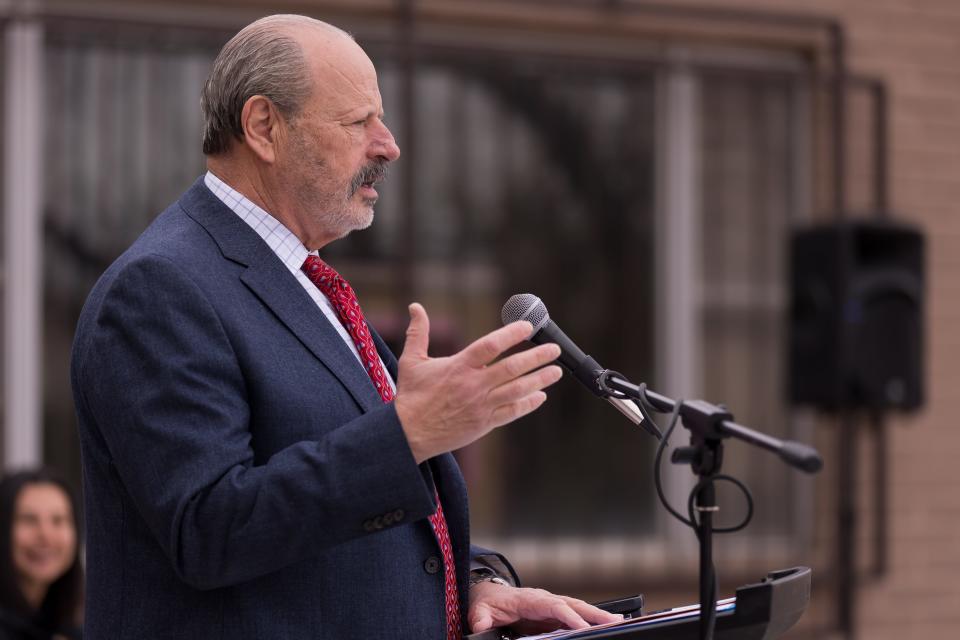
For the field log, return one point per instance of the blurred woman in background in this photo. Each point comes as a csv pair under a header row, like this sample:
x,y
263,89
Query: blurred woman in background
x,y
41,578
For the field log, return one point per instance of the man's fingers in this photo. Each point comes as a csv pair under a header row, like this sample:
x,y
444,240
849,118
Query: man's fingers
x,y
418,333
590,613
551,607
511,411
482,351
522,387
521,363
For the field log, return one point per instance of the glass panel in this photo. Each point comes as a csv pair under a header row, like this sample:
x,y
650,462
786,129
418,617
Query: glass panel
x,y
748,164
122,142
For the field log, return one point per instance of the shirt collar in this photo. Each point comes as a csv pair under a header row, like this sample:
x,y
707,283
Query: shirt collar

_ _ _

Arrange every line of the rows above as a JSON list of strings, one string per line, with blank lines left out. Leave the pictures out of the answer.

[
  "For the field log, return one point per instance of the blurred woman in background in this photo. Each point comes as a csv pair under a header row, like this sample:",
  "x,y",
  "263,89",
  "Query: blurred woman in background",
  "x,y",
  "41,578",
  "For the field log, return one point per instance of the man's fingers in this photo. Each point comes as a csv pair under a header row, like this sample:",
  "x,y",
  "444,240",
  "849,118",
  "Query: man's fingers",
  "x,y",
  "418,333",
  "590,613",
  "551,607",
  "511,411",
  "482,351",
  "522,387",
  "521,363",
  "For the field log, return one point per instance of the glass panel in this photo. Each point comes as a csv pair under a header row, like this sample:",
  "x,y",
  "650,462",
  "786,129",
  "418,617",
  "Query: glass panel",
  "x,y",
  "748,164",
  "122,142",
  "For the field log, return one point per instance of the shirt collar in this photo. Each point comes as a csv pair under a header row, like this sample:",
  "x,y",
  "707,283",
  "Query: shirt collar"
]